• [Document]

⁂

October marks Black History month in Britain and manifests in our key institutions (schools, libraries, museums) as thirty-one days of PR for British colonialism and The Transatlantic Slave Trade. Twenty-four years since its beginnings in Britain we resurrect the annual debate over whether we still need it, but counter narratives – of which BHM is one – are an integral part of our anti-racism resistances. Our post-racial proclamations that argue for the redundancy of BHM are weakened by a reliance on popular memory, a lack of historical context beyond the past decade
and a serious misunderstanding of the process and formation of race in Britain. The dominance of African-American experience in popular discourse of race and resistance, and of South Asia in post- colonial narratives contributes to a popular knowledge vacuum amongst Black British communities, and importantly also amongst the majority white populous. There are important questions about the origins of race/racial discrimination, its persistent significance in our culture, and the nature of resistance in British society; to which I have chosen the difficult task of attempting to answer with reference to Kenan Malik’s The Meaning of Race.
Most often when we take a historical/political approach to race we engage with post-colonialism and its most respected theorists: Frantz Fanon, Edward Said, Gayatri Spivak etc. These mid twentieth century writers were engaging with race in its explosion, when it was a full grown monster molesting populations of Blacks and Asians across the colonies. However, race had it’s infancy before this and it is the eighteenth-century (broadly speaking) that provides the important context for the origins of race in British society.
The growing influence of science, the dawn of Capitalism, urbanization, The Industrial and French Revolutions, empire and exploration are all cultural markers of eighteenth-century. Europe was undergoing rapid social change and out of this came the Enlightenment period characterised by the inevitable sense of progress, the place of intellectual autonomy over religious authority – and perhaps most important to this article – the notions of equality. By our own standards enlightenment philosophies were progressive, but their key weakness was that equality was viewed as the ‘natural’ order of things and as such it was expected that society would create it’s own harmony on the basis of man’s mutual good will.
There was a serious problem presented to enlightenment thinkers when social inequality (namely the presence of the working poor) appeared to annex expected progress. ‘How could society reconcile its belief in social progress with its desire for social stability and fear of social anarchy?’1 These contradictions were remedied or more accurately legitimised by the Romantics. Interestingly the central ideas of equality and utilitarianism in the enlightenment were conflicting with the values
of the Romantic movement whose canonical poets (Blake, Shelley, Wordsworth, Keats) have long evoked socialist ideals in the British imagination. As Kenan Malik writes:
This rebellious strand of Romantic thought tended to be anti-capitalist and supportive of the ‘common man’. It applauded the French revolution and in general supported radical movements against social injustice and hierarchical institutions. The brand of Utopian anti- capitalism represented by Blake, Rousseau and Shelley is in many ways better seen as a precursor to the nineteenth-century socialist tradition than as part of the Romantic reaction against Enlightenment. 2
Romanticism in its more conservative form shared the general scepticism toward social change in the forms of secularisation and urbanization as it’s more radical threads, but importantly saw returned social hierarchy and traditional authority as solutions. Where the enlightenment ideals of equality fell short, Romanticism argued that equality was an undesirable goal. Threats to the social order were explained with the ‘discourse of difference’ and it is here that the terminology of race
takes prominence in British society and filters into it’s politics. In the pre-enlightenment feudal society hierarchy had been long established and unaltered. The various processes of change in the eighteenth-century essentially ruptured these formerly static relationships. The distinctions came to
be determined as ‘race’, distinguishing between the ruling class and the ostracised working majority:
It has already been established that every social order is founded upon three original classes, each of which represents a racial variety: the nobility, a more or less accurate reflection of the conquering race; and the bourgeoisie composed of mixed stock coming close to the chief race; and the common people who live in servitude or at least in very depressed position. These last belong to a lower race which came about in the south through the miscegenation with the negroes and in the north with the Finns.3 (Count Gobineau)

⁂

• [Data extract]

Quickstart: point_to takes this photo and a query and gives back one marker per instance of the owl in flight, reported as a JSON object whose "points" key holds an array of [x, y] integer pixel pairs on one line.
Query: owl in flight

⁂

• [Exercise instructions]
#1 Answer these questions from the essay on the origins of race in Britain.
(a) Which book does the author use to try to answer the questions about race?
(b) Which four canonical Romantic poets does the essay name?
(c) In the passage quoted from Count Gobineau, what three original classes is every social order founded upon?
#2 Carry on the essay on the origins of race in Britain, starting right after the quoted passage from Count Gobineau.
The data has no connection to the essay on race in Britain.

• [The answers]
#1
(a) Kenan Malik's The Meaning of Race.
(b) Blake, Shelley, Wordsworth and Keats.
(c) The nobility, the bourgeoisie and the common people.

#2
In The Meaning of Race Malik makes a lot of the roots of race in what we would now understand as class distinctions. Emphasising that race as a European construction was an intra-culture discourse before it developed into the ‘othering’ processes we are familiar with through post-colonial theory. He discusses at length how Blacks and the working poor in Britain were referred to using the same terms and derogatory language. However, the gravity of Malik’s historical reconstruction (filling in the staggering gaps in popular social memory of British racial history), left him vulnerable to naivete around decisive racial prejudices. Class hierarchy (which crudely discriminated between different types of men) simply provided the infrastructure upon which the racist pursuits of Social- Darwinism and racial science were built, Blacks always at the bottom of that social order. Race was not housed within class discrimination but was built as a ghastly extension to it. Although
colour had not quite come to dominate racial categories at this point, by no means were Blacks equal in estimation to the white working poor: the transatlantic slave trade was at its height during the 18th century which is the context for the political agenda of phrenology and other types of pseudo-scientific racist research. Unfortunately, Malik’s attempts to link the origins of race to class discrimination has the affect of placating his readers. It’s as though his book argues“they didn’t
really mean it” or “they treated poor whites badly too”. I think this history is far more useful in corroborating some of what we know about resistance theory: the power of collective movements.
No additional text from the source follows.